(Text-to-region grounding data)
********
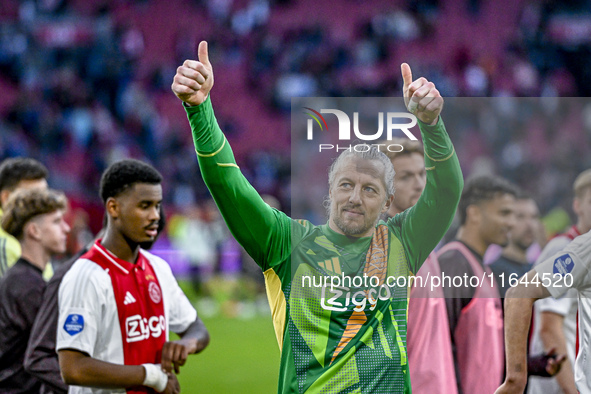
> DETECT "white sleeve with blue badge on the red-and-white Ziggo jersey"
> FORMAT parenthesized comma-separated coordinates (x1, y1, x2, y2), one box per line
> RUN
(56, 260, 110, 355)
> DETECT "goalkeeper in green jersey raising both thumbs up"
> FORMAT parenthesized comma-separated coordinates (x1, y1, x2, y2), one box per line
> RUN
(172, 42, 463, 393)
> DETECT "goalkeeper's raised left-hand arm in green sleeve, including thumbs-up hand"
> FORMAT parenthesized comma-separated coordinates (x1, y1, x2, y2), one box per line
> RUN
(172, 41, 291, 270)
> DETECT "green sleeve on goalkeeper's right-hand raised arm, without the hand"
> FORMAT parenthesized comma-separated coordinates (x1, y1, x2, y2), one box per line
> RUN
(388, 117, 464, 272)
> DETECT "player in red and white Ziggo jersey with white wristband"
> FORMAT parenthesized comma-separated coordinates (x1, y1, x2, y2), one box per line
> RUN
(56, 160, 209, 394)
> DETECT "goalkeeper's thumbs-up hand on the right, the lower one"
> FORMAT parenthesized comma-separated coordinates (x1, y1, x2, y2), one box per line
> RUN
(400, 63, 443, 125)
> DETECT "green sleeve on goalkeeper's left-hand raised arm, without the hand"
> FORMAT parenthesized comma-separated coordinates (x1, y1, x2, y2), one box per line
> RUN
(185, 97, 291, 270)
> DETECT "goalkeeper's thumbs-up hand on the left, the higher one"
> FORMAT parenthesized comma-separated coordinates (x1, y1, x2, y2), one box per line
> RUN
(171, 41, 213, 105)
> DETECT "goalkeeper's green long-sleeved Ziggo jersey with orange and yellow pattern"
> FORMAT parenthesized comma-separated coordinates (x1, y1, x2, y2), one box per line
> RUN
(186, 98, 463, 393)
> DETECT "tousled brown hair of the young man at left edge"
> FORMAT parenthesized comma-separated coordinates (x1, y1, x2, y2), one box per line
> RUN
(2, 189, 68, 239)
********
*About this exercise*. Give every entry again word for word; no images belong in the copy.

*Problem solution*.
> DETECT "white sleeve with blue badge on the red-and-white Ziggo jersey"
> FORMAT parenthesized comma-separated coordinates (x1, y1, x2, y2), one box per line
> RUN
(56, 260, 110, 355)
> DETECT "goalkeeper in green jersey raising both thumbs up"
> FORMAT parenthesized comma-separated coordinates (x1, y1, x2, y2), one box per line
> RUN
(172, 42, 463, 393)
> DETECT "goalkeeper's raised left-hand arm in green sleeve, including thumbs-up hand"
> FORMAT parenthesized comma-separated coordinates (x1, y1, x2, y2), one box per line
> RUN
(172, 41, 291, 270)
> DETECT "green sleeve on goalkeeper's right-hand raised arm, without the hand"
> FORMAT parenthesized comma-separated coordinates (x1, y1, x2, y2), one box per line
> RUN
(388, 117, 464, 272)
> DETECT "player in red and white Ziggo jersey with white wristband"
> FORMAT parenthesized comma-separated coordinates (x1, y1, x2, y2), one box per line
> RUN
(56, 160, 209, 394)
> DETECT "goalkeeper's thumbs-up hand on the right, the lower one"
> FORMAT parenthesized comma-separated coordinates (x1, y1, x2, y2), one box per line
> RUN
(400, 63, 443, 125)
> DETECT "green sleeve on goalkeeper's left-hand raised arm, without the hand"
> FORMAT parenthesized comma-separated coordinates (x1, y1, x2, y2), one box per line
> RUN
(185, 97, 291, 270)
> DETECT "goalkeeper's thumbs-up hand on the left, the higher one"
> FORMAT parenthesized comma-separated coordinates (x1, y1, x2, y2), one box per line
> RUN
(171, 41, 213, 105)
> DETECT "goalkeeper's green long-sleeved Ziggo jersey with orange and yellow pattern"
> FORMAT parenthesized comma-separated coordinates (x1, y1, x2, y2), one box per line
> RUN
(186, 98, 463, 393)
> DETECT "tousled brown hair of the young man at left edge"
> FORMAT parenthesized comma-separated coordinates (x1, y1, x2, y2), one box per line
> RUN
(2, 189, 68, 239)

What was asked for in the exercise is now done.